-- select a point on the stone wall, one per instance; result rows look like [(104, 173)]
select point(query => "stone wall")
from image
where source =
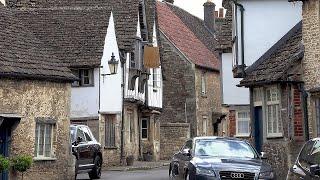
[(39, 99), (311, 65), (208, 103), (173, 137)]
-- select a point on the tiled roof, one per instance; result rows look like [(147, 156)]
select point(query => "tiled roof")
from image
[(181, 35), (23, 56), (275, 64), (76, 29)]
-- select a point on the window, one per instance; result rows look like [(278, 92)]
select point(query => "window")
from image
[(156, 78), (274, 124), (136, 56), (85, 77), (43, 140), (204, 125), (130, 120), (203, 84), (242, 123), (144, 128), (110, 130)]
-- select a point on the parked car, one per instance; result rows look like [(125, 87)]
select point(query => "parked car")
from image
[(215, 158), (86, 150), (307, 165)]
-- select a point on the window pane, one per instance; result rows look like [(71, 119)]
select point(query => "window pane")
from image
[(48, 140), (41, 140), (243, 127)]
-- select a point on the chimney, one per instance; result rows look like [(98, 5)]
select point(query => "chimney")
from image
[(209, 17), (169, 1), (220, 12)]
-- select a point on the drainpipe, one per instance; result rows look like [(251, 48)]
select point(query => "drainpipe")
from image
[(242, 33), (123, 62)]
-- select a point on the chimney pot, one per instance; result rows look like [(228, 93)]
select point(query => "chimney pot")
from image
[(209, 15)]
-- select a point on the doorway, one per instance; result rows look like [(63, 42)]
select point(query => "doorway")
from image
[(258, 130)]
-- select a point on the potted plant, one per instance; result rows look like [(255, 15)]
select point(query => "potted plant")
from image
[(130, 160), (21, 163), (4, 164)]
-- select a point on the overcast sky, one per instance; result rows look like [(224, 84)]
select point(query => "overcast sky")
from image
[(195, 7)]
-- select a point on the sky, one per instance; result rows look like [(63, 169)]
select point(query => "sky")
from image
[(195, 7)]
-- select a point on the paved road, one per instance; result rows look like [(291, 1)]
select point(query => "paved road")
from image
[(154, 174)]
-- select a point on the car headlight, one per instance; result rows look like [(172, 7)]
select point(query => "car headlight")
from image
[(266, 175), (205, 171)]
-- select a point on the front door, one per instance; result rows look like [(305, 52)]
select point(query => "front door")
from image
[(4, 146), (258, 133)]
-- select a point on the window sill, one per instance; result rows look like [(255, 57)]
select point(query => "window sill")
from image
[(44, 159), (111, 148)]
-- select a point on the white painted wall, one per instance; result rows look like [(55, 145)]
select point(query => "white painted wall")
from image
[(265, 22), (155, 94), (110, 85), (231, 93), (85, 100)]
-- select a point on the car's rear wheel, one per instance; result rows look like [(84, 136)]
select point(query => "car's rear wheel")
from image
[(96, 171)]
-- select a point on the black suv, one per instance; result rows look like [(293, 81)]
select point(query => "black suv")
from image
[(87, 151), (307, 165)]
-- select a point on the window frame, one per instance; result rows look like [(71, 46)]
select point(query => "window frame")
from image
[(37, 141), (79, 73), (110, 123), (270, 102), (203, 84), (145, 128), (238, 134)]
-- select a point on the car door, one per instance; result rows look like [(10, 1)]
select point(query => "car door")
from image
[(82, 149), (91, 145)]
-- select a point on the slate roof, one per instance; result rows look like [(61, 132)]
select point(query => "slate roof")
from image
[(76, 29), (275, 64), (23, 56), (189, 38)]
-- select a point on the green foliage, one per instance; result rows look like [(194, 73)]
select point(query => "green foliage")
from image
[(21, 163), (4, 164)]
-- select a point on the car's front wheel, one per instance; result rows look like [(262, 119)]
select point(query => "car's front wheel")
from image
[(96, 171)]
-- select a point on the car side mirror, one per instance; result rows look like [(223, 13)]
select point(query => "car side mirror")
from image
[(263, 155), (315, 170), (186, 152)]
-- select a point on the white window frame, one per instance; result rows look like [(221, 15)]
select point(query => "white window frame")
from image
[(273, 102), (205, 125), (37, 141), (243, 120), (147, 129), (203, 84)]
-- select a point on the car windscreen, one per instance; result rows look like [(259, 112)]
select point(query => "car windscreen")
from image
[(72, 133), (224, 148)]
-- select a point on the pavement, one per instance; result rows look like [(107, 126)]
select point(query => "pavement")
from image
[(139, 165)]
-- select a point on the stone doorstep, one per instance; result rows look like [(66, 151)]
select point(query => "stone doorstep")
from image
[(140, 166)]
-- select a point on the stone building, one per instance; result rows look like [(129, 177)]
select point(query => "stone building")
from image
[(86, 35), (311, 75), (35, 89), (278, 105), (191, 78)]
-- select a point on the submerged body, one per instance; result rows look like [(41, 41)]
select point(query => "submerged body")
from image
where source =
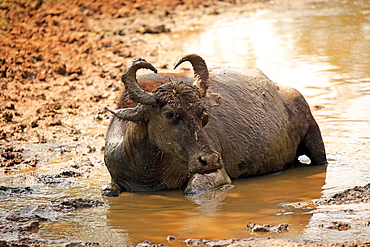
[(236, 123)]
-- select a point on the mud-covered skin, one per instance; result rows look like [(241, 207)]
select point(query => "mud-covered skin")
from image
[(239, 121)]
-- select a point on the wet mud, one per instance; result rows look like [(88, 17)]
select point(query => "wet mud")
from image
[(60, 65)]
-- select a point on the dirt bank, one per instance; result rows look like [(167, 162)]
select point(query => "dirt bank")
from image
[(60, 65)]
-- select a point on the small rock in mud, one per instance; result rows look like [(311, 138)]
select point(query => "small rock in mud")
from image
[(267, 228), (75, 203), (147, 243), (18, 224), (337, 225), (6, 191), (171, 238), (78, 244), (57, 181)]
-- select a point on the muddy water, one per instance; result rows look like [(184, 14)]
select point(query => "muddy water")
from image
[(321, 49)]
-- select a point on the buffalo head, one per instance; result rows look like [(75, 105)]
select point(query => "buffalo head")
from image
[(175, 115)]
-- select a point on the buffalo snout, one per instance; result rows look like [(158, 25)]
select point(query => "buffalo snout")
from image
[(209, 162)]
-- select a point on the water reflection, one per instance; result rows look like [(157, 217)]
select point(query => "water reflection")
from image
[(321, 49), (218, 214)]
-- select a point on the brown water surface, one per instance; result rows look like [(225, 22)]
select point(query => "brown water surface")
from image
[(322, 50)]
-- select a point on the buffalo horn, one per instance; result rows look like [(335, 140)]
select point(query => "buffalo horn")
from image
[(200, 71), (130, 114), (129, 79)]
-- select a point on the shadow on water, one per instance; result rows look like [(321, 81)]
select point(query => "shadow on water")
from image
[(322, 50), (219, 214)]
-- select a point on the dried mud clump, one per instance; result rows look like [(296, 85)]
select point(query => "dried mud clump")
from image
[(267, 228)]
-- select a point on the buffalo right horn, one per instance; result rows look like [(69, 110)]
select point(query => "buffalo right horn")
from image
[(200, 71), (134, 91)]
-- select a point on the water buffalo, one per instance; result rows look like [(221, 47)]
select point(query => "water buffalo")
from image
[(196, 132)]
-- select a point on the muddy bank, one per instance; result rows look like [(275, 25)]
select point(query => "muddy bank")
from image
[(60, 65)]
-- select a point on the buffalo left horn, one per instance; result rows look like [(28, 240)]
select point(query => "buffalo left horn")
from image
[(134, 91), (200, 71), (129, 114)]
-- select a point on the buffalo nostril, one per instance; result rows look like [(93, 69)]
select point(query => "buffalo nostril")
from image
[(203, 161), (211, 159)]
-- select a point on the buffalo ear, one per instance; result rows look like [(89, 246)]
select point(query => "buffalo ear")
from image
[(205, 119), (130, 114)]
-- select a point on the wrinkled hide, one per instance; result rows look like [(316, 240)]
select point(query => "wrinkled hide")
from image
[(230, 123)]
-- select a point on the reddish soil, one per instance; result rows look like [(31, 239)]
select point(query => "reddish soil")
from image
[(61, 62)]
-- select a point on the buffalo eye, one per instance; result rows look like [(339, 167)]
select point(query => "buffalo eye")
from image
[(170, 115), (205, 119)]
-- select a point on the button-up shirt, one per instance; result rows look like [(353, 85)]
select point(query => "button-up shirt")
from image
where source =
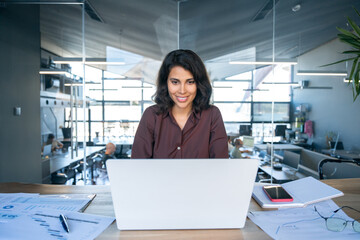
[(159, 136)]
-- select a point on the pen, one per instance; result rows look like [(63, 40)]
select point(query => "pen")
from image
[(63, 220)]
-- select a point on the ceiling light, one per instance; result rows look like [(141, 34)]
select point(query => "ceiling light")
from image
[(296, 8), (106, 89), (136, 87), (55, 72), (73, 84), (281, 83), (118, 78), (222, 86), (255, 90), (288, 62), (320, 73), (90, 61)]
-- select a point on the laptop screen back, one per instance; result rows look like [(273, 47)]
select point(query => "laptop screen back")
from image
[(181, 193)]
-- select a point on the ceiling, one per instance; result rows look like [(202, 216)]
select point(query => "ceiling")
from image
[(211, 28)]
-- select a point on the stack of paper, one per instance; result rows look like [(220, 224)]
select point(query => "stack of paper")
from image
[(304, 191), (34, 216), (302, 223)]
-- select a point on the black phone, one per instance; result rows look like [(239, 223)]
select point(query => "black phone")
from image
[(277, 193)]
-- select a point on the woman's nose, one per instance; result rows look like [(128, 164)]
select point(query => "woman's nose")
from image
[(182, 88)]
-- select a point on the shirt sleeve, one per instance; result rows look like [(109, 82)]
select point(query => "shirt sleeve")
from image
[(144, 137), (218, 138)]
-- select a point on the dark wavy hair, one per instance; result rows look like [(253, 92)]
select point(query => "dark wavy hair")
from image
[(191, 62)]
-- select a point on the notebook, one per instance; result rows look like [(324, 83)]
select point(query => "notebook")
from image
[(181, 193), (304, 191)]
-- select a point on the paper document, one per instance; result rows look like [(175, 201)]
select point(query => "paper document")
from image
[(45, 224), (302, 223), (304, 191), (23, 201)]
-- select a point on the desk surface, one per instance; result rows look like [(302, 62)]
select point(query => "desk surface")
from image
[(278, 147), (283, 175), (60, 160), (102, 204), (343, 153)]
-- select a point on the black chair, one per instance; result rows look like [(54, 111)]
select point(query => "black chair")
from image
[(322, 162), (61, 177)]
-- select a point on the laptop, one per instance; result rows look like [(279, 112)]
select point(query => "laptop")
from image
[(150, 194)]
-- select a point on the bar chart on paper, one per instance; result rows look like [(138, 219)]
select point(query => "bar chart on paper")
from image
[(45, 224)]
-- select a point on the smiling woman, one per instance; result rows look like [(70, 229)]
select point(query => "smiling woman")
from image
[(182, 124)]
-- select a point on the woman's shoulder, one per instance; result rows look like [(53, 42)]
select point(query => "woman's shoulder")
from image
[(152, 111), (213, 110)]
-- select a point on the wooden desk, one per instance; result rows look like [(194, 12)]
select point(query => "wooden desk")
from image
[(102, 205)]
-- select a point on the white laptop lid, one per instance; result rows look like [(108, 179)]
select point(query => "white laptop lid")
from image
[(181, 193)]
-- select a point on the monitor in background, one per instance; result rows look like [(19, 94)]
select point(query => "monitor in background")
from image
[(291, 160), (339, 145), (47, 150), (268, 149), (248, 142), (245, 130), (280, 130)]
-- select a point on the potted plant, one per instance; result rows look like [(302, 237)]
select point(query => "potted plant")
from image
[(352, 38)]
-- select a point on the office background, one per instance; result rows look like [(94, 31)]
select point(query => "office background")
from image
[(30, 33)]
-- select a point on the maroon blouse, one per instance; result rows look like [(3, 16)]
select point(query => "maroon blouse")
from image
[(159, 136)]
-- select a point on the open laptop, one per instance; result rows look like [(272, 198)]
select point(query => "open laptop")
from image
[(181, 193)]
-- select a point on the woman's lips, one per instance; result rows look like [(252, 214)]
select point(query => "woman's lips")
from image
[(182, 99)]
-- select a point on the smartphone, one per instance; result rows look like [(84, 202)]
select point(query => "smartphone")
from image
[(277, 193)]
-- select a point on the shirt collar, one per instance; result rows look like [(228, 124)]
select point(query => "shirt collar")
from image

———

» What you need to do: Exactly as written, repeat the lines of the material above from the first through the line holding "-- select a point on the window, one", with both ends in the copy and no pictures.

» Final answer:
-- select a point on the stone wall, one per instance; result rows look like [(104, 173)]
select point(query => "stone wall")
from image
where source =
[(39, 99), (311, 65), (208, 103), (173, 137)]
-- select a point on the tiled roof, one per instance; result rows look like [(147, 156)]
select point(query => "tiled roof")
from image
[(181, 35), (23, 56), (275, 64), (76, 29)]
-- select a point on the window, one per instance; result rows look like [(278, 92)]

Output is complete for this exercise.